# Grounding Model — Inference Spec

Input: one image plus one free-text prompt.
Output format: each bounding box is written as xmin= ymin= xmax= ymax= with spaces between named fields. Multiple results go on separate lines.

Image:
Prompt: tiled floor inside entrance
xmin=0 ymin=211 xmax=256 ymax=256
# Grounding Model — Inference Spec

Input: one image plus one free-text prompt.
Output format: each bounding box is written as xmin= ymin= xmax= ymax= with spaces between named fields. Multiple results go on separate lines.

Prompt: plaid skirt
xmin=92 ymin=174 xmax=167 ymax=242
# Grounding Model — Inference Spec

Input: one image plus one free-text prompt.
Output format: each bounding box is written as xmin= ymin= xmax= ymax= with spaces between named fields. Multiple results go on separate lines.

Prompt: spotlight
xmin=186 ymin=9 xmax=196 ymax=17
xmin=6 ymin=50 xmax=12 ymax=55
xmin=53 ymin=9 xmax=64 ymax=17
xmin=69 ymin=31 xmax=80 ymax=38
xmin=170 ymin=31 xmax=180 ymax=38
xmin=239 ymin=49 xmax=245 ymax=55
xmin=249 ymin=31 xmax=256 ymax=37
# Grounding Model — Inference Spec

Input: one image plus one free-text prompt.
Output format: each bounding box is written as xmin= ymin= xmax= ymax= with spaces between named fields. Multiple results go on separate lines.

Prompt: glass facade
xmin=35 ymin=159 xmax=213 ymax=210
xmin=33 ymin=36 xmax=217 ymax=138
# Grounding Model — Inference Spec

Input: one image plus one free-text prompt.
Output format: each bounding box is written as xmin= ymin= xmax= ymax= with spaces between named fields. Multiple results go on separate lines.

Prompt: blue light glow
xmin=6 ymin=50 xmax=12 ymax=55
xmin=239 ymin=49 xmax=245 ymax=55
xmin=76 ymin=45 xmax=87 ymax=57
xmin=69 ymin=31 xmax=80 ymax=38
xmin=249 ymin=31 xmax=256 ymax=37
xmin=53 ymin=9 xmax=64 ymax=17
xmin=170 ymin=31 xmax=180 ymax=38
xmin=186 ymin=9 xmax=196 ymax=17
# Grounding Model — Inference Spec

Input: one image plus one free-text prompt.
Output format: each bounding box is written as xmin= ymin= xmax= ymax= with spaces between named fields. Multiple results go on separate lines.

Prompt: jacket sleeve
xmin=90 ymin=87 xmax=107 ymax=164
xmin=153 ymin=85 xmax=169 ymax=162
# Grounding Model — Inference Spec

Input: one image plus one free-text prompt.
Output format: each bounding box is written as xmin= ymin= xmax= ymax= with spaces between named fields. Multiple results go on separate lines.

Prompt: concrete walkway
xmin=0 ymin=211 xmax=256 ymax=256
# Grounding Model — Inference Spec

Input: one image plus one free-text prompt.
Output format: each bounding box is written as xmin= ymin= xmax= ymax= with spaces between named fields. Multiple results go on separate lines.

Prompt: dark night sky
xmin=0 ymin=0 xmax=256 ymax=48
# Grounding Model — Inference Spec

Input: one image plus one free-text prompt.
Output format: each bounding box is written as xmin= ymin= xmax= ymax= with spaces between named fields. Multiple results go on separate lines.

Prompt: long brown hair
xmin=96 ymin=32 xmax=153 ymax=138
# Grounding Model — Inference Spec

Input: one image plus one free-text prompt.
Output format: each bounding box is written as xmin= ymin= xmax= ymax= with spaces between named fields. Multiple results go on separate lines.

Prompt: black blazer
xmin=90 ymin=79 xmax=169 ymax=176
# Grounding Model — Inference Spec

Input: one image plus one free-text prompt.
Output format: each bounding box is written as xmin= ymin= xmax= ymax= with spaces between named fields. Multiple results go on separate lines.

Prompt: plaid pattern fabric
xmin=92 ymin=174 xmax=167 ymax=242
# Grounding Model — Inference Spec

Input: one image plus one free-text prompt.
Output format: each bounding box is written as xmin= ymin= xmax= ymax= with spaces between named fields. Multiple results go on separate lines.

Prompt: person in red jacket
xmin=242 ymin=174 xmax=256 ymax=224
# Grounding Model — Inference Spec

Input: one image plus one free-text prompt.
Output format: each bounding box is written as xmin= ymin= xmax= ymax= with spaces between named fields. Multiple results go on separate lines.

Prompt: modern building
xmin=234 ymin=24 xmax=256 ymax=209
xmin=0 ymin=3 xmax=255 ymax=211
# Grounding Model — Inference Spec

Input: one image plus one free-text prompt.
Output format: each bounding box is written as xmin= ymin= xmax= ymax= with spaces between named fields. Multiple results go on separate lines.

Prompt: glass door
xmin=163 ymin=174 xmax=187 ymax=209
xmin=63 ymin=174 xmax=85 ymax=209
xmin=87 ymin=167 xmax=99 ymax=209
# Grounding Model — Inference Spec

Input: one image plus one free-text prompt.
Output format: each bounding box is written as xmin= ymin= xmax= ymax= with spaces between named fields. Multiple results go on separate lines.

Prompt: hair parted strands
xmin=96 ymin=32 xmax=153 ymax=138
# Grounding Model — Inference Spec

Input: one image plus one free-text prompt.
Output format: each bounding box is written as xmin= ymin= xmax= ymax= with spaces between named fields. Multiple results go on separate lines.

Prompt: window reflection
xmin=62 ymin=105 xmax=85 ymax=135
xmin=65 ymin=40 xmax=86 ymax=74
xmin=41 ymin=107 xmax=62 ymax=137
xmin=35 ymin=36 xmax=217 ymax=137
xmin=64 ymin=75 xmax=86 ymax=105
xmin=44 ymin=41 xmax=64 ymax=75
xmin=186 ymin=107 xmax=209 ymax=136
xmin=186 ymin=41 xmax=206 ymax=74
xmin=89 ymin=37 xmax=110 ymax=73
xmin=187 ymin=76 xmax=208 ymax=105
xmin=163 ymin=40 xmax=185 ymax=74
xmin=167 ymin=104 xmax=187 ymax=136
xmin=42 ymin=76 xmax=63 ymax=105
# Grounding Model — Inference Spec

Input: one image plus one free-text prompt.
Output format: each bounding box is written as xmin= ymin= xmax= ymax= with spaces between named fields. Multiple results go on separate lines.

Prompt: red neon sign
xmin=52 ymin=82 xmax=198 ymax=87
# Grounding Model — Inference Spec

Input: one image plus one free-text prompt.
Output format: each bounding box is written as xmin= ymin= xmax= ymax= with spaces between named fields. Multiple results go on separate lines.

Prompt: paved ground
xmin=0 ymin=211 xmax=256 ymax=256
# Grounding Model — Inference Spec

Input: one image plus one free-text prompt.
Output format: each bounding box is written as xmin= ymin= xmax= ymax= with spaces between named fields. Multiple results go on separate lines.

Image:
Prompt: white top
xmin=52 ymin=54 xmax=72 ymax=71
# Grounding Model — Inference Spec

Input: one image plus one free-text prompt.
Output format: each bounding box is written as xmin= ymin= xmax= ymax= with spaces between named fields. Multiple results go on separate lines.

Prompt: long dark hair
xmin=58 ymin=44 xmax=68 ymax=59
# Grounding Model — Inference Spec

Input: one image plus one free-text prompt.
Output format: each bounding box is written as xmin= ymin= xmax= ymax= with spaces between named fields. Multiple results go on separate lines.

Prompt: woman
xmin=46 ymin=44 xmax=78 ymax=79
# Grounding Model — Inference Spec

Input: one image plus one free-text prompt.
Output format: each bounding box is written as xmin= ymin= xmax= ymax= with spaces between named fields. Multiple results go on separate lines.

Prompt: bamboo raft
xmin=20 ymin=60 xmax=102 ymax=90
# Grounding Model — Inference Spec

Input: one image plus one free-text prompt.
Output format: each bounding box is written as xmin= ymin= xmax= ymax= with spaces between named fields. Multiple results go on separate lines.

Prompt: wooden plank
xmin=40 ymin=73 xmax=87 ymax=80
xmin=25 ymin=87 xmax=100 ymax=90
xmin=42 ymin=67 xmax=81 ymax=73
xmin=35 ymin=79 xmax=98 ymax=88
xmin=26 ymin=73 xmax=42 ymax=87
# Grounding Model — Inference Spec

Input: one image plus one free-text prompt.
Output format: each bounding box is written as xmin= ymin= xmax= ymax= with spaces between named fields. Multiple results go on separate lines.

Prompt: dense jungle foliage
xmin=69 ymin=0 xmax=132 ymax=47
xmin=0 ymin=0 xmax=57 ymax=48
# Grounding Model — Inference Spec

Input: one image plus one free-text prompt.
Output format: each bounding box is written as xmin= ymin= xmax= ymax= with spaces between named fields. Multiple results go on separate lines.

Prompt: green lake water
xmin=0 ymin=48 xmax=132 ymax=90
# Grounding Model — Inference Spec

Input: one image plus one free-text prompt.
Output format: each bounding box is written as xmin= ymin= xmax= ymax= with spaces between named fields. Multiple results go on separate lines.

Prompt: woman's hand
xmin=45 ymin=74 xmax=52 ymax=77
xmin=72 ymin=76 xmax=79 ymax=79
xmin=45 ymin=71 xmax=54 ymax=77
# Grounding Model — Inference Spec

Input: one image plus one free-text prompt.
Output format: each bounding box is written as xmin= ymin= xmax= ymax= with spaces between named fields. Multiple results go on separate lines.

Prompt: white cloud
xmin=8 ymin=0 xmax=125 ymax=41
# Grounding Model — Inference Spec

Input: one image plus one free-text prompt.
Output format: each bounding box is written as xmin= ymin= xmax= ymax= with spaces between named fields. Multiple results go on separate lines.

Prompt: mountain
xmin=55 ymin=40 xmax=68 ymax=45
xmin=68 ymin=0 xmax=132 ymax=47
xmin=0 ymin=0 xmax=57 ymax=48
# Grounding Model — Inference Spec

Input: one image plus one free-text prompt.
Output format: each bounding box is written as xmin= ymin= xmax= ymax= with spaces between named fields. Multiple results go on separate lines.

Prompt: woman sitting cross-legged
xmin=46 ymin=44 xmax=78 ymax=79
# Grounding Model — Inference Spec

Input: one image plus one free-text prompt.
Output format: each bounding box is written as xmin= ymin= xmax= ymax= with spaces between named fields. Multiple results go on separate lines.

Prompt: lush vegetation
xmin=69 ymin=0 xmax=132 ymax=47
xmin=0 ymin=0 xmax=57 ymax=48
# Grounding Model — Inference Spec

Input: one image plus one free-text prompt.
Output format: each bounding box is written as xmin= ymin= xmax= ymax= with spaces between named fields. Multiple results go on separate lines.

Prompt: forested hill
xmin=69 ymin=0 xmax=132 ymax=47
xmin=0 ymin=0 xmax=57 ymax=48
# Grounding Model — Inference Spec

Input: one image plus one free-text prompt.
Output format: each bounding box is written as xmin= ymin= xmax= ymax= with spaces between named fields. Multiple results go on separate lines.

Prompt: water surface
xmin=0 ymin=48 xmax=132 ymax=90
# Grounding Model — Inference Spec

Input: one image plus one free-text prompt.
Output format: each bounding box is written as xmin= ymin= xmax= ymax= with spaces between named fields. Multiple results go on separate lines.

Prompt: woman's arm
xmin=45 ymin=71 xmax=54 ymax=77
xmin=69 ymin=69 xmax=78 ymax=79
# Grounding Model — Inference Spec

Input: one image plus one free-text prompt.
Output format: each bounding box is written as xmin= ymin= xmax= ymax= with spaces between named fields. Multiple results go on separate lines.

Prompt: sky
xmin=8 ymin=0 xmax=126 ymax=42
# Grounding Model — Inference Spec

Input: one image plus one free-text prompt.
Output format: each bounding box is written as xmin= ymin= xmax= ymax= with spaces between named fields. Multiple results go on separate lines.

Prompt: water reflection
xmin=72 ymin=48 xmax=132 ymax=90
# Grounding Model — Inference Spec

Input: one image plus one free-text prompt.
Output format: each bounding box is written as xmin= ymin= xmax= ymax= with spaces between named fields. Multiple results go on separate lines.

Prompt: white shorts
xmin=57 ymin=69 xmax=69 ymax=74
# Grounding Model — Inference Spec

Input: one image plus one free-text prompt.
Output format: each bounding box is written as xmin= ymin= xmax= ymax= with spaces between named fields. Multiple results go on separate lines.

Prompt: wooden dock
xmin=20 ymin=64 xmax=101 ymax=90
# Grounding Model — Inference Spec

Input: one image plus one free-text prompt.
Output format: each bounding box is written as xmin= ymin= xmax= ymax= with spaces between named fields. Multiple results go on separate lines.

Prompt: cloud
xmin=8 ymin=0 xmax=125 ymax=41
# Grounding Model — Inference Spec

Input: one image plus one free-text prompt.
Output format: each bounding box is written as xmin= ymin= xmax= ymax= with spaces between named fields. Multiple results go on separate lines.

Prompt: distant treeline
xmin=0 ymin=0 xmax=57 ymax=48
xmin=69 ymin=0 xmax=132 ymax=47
# # #
Locate every line in the data above that contains the string "woman", and copy each of those lines in full. Treat uppercase and lowercase letters as different when matching.

__Task solution__:
Prompt: woman
Prompt: woman's hand
Prompt: woman sitting cross-legged
Prompt: woman's arm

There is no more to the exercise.